A run of records:
## START
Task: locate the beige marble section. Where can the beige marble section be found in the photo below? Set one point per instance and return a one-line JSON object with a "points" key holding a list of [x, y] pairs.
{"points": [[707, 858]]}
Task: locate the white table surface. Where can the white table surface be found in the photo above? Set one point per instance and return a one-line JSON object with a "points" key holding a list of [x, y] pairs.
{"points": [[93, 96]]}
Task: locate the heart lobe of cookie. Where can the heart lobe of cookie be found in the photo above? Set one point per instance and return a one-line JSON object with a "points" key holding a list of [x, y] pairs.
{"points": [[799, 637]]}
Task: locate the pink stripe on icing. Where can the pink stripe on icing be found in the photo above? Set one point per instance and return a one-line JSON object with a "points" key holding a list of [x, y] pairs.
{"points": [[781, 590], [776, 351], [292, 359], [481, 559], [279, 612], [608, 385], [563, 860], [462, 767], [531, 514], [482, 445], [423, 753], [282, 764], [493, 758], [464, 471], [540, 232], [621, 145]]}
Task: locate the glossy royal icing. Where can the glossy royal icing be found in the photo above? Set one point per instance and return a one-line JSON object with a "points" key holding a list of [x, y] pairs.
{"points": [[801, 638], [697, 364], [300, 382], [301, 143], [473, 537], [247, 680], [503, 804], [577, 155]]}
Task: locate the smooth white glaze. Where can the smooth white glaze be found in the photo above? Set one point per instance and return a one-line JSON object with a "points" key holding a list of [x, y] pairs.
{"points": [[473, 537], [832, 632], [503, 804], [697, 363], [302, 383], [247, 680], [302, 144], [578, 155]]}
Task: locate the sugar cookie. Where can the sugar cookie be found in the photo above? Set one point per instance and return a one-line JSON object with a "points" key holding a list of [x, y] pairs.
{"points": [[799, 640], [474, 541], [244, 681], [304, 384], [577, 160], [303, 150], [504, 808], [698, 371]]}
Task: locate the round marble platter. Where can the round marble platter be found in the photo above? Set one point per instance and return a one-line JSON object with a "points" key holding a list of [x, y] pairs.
## END
Exercise prompt: The line containing "Task: locate the smooth" marks the start; retype it and each line after it through the end of the records above, exactly.

The solution:
Task: locate the smooth white glaze. Where can the smooth white glaze be found in the photo above? Set one point per instance and return a one-line JSON object with a "points" key holding a list of [x, y] pairs.
{"points": [[473, 537], [832, 632], [503, 804], [697, 363], [302, 383], [247, 680], [302, 144], [578, 155]]}
Task: locate the sugar cookie. Where can the sugar cookie be found in the photo above? Set one point per instance and return a one-line JSON object with a "points" key holding a list of [x, y] pairs.
{"points": [[799, 640], [474, 541], [244, 681], [304, 384], [577, 160], [303, 150], [504, 808], [698, 371]]}
Task: locate the round marble platter. Where can the round marble platter be found in the photo above? Set one point per instance and return a one-line JSON object with a "points" key holding a list of [x, y] pairs.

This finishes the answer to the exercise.